:: Исходный текст
Жизнь показала, что это убеждение было ни на чем не основано. Однако это не изменило политики Блюма.
Когда Чемберлен вылетел в Берхтесгаден, Блюм приветствовал этот «великодушный и мужественный акт», который «встречен миролюбивой Францией с горячей надеждой». Если эта поездка не даст результатов, «быть может, издалека последует еще более высокое вмешательство»[75]. На следующий день, чтобы положить конец всевозможным диким предположениям насчет того, подразумевал ли Блюм папу римского или какую-нибудь сверхъестественную силу, он разъяснил, что имел в виду президента Рузвельта.
Когда великодушный и мужественный акт привел к результатам, которые Блюм назвал теперь[76] «отнюдь не благородным решением», он счел возможным настаивать только на том, что это решение не должно быть навязано Чехословакии. На следующий день, когда он убедился, что как раз такое навязывание и имеет место, он выразил сожаление по поводу того, что французское правительство нарушило свои обязательства. Однако он заявил, что в результате «война, вероятно, предотвращена», и признался: «В моей душе борются чувства стыда и трусливого облегчения». Следует подчеркнуть, что эти статьи, печатавшиеся на самом видном месте на первой странице официальной социалистической газеты, служили единственным авторитетным выражением взглядов французской социалистической партии в эти критические дни (массовые митинги, несмотря на протесты коммунистов, были запрещены).
21 сентября, в тот день, когда чехов вынудили принять англо-французский ультиматум, в приемной французской палаты депутатов разыгрался характерный инцидент, за которым последовал ряд других. Члены парламента — социалисты решили потребовать немедленного созыва парламента и приняли резолюцию, в которой говорилось, что они не могут солидаризироваться с дипломатическими шагами, предпринятыми за последние несколько дней. Это означало отказ от поддержки политики Даладье. На собрании левых партий, состоявшемся в 4 часа дня, коммунисты предложили послать в Чехословакию делегацию для выражения солидарности с чехословацким народом, принять резолюцию, требующую сохранения целостности Чехословакии, заявить протест против решения французского правительства о запрещении собраний и потребовать созыва парламента. Все эти предложения являлись логическим выводом из решения самих социалистов. Однако, когда радикал-социалисты поставили вопрос о том, голосовать ли главный пункт обсуждения, социалистические делегаты голосовали вместе с ними и предложения коммуйистов были провалены большинством 4:1!
::::
:: Показанные данные
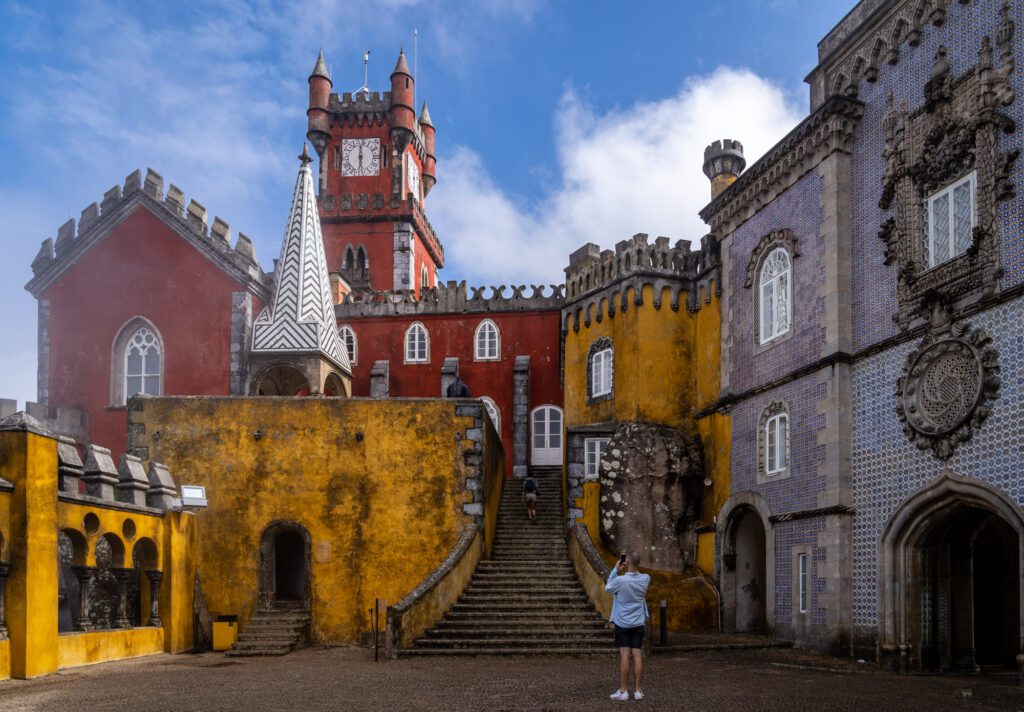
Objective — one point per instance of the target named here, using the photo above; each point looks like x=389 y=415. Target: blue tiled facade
::::
Ваша цель>
Ответьте, пожалуйста, по исходному тексту: кого Блюм, по его собственному разъяснению, имел в виду, говоря о возможном «еще более высоком вмешательстве»? Строки никак не связаны с исходным текстом.

Результат задания>
Президента Рузвельта.